Work order: For the records below, output each line exactly as it appears, from the first through the line with "Exercise. Pick out the pond bank".

(Collection entries)

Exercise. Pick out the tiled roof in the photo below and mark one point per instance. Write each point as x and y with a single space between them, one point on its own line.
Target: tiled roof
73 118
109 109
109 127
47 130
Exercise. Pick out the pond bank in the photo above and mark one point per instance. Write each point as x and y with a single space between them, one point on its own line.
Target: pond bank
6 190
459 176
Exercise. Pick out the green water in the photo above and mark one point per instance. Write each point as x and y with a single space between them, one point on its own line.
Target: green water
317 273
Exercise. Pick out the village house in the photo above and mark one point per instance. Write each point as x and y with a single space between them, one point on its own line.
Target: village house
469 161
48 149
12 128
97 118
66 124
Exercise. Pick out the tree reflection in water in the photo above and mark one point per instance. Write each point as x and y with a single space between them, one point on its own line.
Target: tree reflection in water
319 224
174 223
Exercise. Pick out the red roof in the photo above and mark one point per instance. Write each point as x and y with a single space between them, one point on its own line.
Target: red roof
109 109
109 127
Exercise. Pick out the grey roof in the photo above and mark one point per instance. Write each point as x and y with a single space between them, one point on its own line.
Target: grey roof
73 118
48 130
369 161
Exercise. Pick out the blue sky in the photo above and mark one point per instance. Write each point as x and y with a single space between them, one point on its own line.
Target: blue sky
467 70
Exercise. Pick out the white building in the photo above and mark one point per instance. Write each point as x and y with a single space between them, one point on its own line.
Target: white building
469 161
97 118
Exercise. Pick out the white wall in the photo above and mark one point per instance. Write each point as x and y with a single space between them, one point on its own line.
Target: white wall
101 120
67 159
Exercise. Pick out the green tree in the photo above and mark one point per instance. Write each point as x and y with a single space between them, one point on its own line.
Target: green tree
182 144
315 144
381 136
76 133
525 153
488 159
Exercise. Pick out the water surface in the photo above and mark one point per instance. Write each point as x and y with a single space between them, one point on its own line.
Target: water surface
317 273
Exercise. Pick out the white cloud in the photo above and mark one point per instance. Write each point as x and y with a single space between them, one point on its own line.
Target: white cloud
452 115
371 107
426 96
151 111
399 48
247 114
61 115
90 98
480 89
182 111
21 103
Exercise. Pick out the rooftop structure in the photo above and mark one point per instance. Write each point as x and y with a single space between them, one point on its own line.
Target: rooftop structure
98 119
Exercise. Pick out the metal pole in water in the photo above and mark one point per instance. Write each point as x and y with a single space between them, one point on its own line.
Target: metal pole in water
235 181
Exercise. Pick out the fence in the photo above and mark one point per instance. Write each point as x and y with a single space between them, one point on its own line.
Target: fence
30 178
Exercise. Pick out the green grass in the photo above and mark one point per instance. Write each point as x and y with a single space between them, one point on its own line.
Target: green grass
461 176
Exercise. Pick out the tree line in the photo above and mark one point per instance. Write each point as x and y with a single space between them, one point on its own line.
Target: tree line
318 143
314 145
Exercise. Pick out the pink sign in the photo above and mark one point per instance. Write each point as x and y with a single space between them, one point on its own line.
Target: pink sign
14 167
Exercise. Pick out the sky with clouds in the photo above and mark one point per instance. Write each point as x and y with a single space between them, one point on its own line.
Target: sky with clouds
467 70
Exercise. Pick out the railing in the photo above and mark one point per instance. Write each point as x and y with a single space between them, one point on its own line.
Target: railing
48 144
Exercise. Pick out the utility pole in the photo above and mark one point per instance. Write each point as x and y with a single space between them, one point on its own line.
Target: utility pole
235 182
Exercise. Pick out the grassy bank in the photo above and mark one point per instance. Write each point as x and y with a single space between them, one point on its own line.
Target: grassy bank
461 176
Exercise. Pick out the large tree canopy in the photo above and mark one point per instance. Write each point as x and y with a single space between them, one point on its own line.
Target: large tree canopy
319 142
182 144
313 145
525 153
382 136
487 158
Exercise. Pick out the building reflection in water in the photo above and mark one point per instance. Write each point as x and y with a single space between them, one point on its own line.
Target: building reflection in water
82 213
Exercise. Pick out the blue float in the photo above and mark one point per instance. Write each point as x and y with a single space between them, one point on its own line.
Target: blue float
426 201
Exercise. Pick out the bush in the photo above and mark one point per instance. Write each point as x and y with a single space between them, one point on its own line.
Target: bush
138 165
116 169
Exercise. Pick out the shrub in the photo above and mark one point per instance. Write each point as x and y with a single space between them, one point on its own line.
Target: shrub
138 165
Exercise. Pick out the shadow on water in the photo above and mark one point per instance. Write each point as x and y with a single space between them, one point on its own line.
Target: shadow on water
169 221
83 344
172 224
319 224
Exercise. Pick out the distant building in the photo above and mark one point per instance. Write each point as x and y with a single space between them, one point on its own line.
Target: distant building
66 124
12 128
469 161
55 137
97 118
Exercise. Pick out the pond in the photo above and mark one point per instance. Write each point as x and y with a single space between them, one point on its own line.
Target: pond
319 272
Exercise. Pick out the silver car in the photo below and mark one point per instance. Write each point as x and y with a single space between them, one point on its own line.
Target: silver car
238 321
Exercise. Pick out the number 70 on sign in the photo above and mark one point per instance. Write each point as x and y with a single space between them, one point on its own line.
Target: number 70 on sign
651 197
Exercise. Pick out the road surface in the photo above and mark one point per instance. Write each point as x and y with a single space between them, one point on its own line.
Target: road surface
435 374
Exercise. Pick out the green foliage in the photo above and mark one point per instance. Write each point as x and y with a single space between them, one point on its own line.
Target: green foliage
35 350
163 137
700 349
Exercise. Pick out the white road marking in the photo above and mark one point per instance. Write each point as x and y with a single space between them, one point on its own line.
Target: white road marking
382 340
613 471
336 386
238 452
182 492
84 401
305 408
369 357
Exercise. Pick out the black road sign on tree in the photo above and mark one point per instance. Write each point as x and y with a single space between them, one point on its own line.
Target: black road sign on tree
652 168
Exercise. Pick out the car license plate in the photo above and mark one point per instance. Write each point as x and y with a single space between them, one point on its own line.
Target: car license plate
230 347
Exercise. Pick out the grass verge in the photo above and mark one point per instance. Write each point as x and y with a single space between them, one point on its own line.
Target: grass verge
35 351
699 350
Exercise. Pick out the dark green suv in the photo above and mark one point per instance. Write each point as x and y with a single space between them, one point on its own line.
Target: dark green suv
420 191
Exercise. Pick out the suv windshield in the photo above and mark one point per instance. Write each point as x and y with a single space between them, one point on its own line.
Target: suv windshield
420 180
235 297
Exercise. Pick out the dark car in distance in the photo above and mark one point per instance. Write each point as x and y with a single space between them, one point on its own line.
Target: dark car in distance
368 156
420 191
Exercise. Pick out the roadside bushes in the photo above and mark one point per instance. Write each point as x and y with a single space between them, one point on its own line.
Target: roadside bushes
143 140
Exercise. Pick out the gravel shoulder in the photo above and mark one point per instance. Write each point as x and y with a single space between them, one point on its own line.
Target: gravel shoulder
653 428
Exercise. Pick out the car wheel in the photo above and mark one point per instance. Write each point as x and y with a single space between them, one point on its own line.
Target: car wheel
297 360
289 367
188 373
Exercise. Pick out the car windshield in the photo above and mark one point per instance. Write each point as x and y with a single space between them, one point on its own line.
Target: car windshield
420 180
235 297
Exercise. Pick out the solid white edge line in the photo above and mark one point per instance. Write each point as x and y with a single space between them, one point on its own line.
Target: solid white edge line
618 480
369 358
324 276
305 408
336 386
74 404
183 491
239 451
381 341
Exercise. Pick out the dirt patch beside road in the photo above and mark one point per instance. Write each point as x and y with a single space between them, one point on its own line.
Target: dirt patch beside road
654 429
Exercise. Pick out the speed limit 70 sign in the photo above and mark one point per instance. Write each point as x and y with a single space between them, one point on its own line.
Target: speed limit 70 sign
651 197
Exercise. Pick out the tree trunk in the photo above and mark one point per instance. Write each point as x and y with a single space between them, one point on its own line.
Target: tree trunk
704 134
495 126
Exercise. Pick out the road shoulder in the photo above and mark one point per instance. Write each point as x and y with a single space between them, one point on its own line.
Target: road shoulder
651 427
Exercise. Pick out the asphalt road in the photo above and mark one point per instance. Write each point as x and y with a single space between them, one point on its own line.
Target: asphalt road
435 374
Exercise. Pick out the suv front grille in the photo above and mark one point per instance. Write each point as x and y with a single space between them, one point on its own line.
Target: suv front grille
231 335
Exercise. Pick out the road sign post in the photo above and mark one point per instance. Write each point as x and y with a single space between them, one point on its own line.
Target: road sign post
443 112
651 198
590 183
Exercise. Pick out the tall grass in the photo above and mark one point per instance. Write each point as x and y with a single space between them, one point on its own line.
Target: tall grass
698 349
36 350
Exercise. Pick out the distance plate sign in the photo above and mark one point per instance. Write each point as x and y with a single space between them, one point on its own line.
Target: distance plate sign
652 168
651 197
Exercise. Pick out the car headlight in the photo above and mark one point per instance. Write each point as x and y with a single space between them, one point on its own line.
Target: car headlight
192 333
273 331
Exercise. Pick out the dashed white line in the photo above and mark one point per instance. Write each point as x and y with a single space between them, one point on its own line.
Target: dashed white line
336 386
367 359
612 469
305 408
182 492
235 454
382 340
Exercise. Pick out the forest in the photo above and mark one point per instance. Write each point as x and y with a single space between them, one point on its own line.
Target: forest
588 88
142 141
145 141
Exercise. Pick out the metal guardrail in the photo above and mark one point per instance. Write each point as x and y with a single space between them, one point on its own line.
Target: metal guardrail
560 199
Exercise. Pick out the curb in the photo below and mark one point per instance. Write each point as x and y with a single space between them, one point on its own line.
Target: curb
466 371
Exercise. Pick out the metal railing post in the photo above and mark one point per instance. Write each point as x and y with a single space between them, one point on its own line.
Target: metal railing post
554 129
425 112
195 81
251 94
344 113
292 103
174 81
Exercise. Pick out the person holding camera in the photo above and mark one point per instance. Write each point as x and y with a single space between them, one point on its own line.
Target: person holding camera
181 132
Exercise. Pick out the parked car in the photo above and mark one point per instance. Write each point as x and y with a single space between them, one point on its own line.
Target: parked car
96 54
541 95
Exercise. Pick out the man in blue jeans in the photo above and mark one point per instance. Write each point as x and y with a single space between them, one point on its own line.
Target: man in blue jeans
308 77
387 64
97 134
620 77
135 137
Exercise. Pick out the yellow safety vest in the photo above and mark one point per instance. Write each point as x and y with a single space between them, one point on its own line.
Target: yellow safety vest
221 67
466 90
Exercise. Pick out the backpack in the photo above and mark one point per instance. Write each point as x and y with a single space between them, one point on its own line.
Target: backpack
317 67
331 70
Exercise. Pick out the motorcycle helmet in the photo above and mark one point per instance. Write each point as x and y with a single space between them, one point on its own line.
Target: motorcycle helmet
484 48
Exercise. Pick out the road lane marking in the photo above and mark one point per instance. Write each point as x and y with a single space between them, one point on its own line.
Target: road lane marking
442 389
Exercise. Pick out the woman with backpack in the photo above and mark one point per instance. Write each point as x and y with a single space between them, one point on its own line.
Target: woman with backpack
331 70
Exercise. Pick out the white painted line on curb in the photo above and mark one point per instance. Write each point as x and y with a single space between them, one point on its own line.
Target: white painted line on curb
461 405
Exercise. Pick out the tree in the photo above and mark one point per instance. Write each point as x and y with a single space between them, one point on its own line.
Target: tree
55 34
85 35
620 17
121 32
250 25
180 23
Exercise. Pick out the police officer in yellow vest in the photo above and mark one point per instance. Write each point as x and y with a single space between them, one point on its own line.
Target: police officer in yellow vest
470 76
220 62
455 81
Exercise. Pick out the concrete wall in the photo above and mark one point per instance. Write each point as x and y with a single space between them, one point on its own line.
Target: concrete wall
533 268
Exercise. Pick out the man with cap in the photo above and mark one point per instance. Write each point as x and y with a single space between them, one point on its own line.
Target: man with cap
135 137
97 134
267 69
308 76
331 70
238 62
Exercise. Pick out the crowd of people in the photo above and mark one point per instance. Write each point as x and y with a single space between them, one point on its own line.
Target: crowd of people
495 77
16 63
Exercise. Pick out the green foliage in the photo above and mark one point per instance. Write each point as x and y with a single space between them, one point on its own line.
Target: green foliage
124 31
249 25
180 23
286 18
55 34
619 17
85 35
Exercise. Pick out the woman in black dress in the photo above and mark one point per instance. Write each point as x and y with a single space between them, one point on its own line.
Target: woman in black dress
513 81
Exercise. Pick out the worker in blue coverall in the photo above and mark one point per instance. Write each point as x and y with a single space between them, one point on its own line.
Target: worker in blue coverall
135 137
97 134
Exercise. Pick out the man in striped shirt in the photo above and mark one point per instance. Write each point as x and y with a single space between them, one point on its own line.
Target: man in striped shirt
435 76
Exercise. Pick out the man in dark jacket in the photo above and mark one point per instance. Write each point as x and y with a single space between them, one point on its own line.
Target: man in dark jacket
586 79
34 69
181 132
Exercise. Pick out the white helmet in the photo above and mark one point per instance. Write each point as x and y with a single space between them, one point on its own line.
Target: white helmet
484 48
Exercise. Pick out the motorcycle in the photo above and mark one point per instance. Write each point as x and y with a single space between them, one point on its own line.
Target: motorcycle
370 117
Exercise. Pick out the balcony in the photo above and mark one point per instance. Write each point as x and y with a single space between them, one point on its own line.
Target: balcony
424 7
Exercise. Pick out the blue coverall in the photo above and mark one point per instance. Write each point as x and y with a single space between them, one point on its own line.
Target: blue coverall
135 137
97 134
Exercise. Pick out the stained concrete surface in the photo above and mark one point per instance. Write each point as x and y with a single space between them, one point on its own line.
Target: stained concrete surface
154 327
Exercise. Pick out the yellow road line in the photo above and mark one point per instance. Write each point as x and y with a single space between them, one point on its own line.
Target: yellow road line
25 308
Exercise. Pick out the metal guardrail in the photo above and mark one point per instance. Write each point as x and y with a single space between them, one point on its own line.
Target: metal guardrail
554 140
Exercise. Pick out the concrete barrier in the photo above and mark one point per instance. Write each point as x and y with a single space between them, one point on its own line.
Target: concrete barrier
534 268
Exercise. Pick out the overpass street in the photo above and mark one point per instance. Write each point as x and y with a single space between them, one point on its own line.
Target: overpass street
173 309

Solved exercise:
Exercise. Pick out the tiled roof in the photo below and mark one point per instance. Write each point as x and y with a single space between them, one point on its own line.
Target: tiled roof
73 118
109 109
109 127
47 130
Exercise. Pick out the pond bank in the photo above and mark one point per instance. Write each point as x and y with a single space between them, one point on its own line.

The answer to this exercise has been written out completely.